## Begin Input material

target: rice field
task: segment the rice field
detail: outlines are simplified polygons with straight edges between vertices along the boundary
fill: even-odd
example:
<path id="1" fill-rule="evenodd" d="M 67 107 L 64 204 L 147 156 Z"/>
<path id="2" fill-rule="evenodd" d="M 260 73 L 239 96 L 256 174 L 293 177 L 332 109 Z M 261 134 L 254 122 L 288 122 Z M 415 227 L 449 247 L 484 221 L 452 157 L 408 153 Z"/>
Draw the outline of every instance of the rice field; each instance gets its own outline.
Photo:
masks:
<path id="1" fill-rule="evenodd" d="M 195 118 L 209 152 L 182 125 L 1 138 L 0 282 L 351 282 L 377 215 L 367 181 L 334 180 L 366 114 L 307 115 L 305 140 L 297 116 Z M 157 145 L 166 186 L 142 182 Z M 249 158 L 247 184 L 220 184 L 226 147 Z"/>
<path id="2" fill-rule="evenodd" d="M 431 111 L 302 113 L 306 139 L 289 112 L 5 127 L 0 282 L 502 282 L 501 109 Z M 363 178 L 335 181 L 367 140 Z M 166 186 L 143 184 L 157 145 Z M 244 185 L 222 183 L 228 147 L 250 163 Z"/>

## End Input material

## Prompt
Rewrite the listing from its first line up to and including the line containing "195 118 L 209". Change "rice field" to "paddy field" and leave everything else as it is.

## Answer in full
target: paddy field
task: segment the paddy field
detail: outlines are simplified polygons with straight edges between vertices along the boundary
fill: even-odd
example:
<path id="1" fill-rule="evenodd" d="M 67 107 L 64 204 L 147 156 Z"/>
<path id="2" fill-rule="evenodd" d="M 260 73 L 239 96 L 256 174 L 293 177 L 332 109 Z M 261 134 L 254 122 L 288 122 Z M 415 227 L 449 247 L 484 221 L 452 157 L 408 153 Z"/>
Draw the outline of every instance of the paddy field; each instance gets its own outline.
Photo:
masks:
<path id="1" fill-rule="evenodd" d="M 195 118 L 209 152 L 182 125 L 1 138 L 0 282 L 351 282 L 377 215 L 367 181 L 334 180 L 366 114 L 307 115 L 305 140 L 297 116 Z M 157 145 L 166 186 L 142 182 Z M 249 158 L 247 184 L 220 184 L 226 147 Z"/>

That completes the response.